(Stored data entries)
Content starts

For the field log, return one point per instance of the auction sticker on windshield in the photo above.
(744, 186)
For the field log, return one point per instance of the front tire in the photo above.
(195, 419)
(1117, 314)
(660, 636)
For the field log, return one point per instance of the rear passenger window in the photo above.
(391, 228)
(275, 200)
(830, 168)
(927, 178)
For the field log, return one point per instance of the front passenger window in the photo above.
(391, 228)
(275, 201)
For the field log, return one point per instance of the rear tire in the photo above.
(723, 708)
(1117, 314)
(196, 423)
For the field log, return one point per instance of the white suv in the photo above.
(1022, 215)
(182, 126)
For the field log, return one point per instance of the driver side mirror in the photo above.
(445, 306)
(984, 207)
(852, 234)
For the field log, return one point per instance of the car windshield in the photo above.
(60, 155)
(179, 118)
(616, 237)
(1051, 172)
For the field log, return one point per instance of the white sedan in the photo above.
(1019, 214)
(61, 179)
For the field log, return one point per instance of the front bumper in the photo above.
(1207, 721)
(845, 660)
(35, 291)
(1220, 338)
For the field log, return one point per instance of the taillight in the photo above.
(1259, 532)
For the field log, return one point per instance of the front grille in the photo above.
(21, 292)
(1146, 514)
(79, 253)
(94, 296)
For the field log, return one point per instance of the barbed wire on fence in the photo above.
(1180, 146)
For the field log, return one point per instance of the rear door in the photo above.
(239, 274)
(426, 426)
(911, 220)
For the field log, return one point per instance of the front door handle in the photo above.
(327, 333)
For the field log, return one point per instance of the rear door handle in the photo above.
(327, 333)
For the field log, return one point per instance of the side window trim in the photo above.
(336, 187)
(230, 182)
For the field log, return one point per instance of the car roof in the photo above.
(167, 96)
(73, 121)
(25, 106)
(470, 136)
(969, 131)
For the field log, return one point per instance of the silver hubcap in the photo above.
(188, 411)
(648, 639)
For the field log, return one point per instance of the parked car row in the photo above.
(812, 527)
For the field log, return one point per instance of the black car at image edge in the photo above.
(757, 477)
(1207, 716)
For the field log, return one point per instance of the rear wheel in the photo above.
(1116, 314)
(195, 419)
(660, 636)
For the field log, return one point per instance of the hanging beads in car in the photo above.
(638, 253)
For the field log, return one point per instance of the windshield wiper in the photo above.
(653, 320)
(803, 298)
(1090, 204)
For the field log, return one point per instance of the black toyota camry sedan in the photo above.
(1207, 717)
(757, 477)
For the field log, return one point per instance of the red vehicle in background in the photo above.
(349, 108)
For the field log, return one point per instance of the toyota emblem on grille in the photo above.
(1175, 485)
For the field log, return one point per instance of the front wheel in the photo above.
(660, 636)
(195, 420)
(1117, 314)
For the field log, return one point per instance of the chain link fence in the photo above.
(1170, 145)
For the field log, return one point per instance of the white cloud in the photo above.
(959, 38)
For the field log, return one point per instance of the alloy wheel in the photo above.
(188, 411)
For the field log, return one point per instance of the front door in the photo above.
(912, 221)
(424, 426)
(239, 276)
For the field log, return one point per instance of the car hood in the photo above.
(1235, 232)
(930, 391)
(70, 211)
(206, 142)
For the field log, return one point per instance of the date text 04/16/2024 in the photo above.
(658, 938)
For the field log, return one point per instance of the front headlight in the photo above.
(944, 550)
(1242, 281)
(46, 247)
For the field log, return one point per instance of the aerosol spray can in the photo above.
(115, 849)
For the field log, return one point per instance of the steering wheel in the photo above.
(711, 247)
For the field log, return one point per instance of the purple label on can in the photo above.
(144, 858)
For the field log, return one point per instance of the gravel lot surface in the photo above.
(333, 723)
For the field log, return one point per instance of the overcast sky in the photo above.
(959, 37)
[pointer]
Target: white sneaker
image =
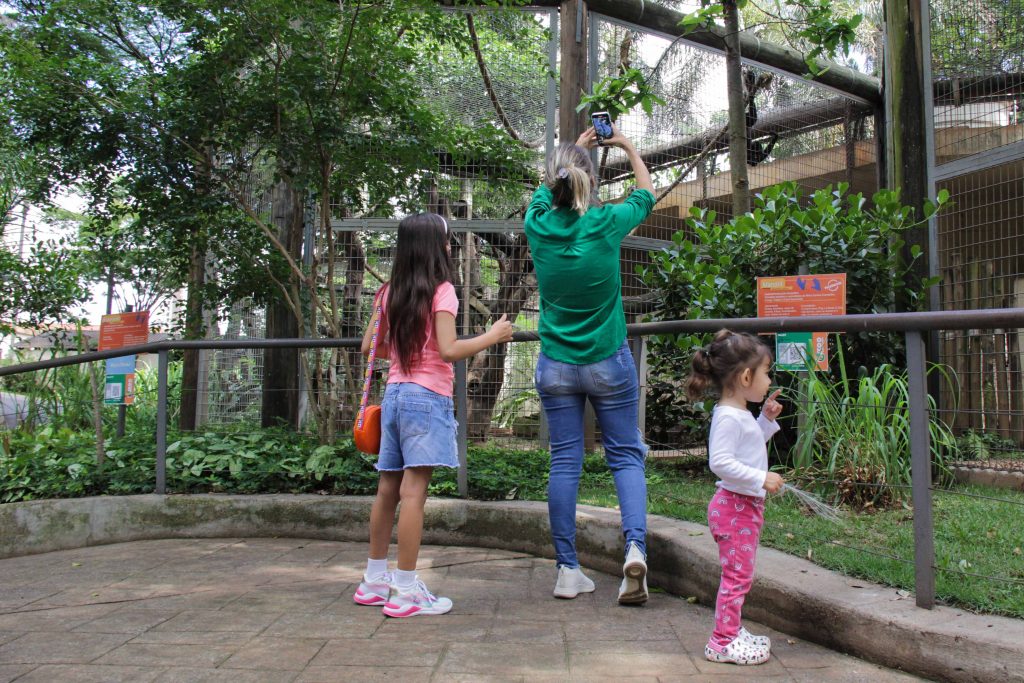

Content ends

Only the lines from the one with "steering wheel in the photo above." through the last line above belong in the answer. Reproduce them exactly, without the pictures.

For the field log, return one point per instance of the steering wheel in the photo above.
(711, 247)
For the field log, return one point per instance of the purple label on can in the photo above.
(144, 858)
For the field log, return one point per instance of the gravel lot surface in the photo above.
(333, 723)
For the field log, return one point per instance of the overcast sky in the photo above.
(959, 37)
[pointer]
Target: white sneaker
image =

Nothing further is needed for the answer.